• 指示文 1: NHKの報道を論じた文章によると、官邸前で行われた「安保法制への賛成街宣活動」の参加者は何人でしたか。
• 指示文 2: NHKの報道を論じた文章について、「しかしまあNHKが政権に加担」から下って「なんか変だと思わないか?」に至るまでの全文を、一字も変えずに書き出してください。

• 提供テキスト:
NHKの変さは、報道内容だけじゃないと思う件

連日、国会前で安保法制への反対抗議活動が続いている。大規模なものだと数万人規模になるのだそうな。

で、もちろん、「人の嫌がることをすることがかっこいいこと」と勘違いしているバカは世の中にたくさんいるので、「だったら安保法制への賛成活動っつーのをしてやろうじゃないの!」というバカが、一昨日、官邸前で「安保法制への賛成街宣活動」を行った。主催は「人の嫌がることをするのがかっこいいこと」と勘違いしているバカの筆頭である水島総・チャンネル桜代表が率いる「頑張れ日本」。 参加者は1500人。

まあ、「頑張れ日本」みたいな腐れ外道への論評はさておき、なんといっても本件でいま話題になっているのは、「NHKが数万人規模の国会前「安保法制反対デモ」を報道せず1500人規模の「安保法制賛成デモ」を報道した」ということだ。(報道はこちら http://www3.nhk.or.jp/news/html/20150724/k10010165341000.html

この判断を下したNHKの真意がどこにあるのかはわからない。ひょっとしたら、「安保法制反対は当然の話なんで、『犬が人を噛んだ』ぐらいの話。しかし安保法制賛成は、バカしか唱えないので『人が犬を噛んだ』レベルの話。希少性に鑑みニュースバリューがあると判断し取り上げた」というのかもしれない。

しかしまあ、そんな好意的に解釈してやる義理もないので端的に出てきた事実だけを見て「NHKは、安保法制賛成の民意はニュース価値があると認識している」と判断するしかないだろう。つまり是非や真意がどうであれ、出た結果は、「賛成論への加担」であり「政権側への意図」であることは変わらない。

しかしまあNHKが政権に加担することは、いまさら嘆息に値しない。NHKは昔からこんな感じだ。長いものに巻かれてこそ「皆様のNHK」という態度を長年貫いている。

そんなことより少し気になったことがある

上述のように、NHKが今回報道した「安保法制賛成の街頭活動」の主催は「頑張れ日本」だ。この団体はここ数年、毎週のように、「売国NHK糾弾」を掲げて渋谷のNHK本部に抗議活動をかけている

これは、その様子

これはハチ公前でNHK糾弾演説を行う水島代表の姿

つまり、今回NHKは「ここ数年にわたってほぼ毎週、自社を糾弾している団体の活動をあえて報道した」ということになるわけだ。

なんか変だと思わないか?

• 提供リスト:

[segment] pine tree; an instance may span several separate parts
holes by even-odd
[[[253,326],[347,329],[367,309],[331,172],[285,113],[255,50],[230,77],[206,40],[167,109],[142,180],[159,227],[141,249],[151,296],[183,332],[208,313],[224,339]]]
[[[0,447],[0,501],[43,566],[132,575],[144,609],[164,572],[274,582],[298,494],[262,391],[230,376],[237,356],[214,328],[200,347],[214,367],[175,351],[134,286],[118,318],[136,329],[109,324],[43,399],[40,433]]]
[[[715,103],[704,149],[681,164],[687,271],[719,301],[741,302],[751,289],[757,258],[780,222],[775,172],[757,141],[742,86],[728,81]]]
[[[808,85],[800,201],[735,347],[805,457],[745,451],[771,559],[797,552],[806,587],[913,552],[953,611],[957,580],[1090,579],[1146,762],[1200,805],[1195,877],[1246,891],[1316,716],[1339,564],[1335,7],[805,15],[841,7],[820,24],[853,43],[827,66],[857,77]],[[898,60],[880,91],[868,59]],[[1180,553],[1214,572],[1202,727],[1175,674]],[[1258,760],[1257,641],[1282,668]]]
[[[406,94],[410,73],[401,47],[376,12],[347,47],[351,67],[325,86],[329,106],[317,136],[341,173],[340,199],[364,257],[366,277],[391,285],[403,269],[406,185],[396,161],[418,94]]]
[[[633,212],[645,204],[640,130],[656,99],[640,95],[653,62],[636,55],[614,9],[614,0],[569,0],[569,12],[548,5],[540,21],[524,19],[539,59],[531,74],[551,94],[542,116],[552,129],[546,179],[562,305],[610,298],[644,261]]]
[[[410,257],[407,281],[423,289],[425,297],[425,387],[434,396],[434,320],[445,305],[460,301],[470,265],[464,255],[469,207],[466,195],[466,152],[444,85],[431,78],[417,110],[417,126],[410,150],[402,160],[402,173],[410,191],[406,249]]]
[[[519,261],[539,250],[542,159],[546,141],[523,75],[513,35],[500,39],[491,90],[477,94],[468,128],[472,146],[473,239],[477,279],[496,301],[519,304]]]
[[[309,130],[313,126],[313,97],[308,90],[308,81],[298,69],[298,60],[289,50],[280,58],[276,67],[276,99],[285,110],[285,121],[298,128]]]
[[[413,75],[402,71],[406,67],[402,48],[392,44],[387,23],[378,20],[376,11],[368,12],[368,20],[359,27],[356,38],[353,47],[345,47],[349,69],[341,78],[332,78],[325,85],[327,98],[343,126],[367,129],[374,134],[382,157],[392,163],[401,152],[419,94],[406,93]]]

• 正解出力 1: 1500人です。

• 正解出力 2:
しかしまあNHKが政権に加担することは、いまさら嘆息に値しない。NHKは昔からこんな感じだ。長いものに巻かれてこそ「皆様のNHK」という態度を長年貫いている。

そんなことより少し気になったことがある

上述のように、NHKが今回報道した「安保法制賛成の街頭活動」の主催は「頑張れ日本」だ。この団体はここ数年、毎週のように、「売国NHK糾弾」を掲げて渋谷のNHK本部に抗議活動をかけている

これは、その様子

これはハチ公前でNHK糾弾演説を行う水島代表の姿

つまり、今回NHKは「ここ数年にわたってほぼ毎週、自社を糾弾している団体の活動をあえて報道した」ということになるわけだ。

なんか変だと思わないか?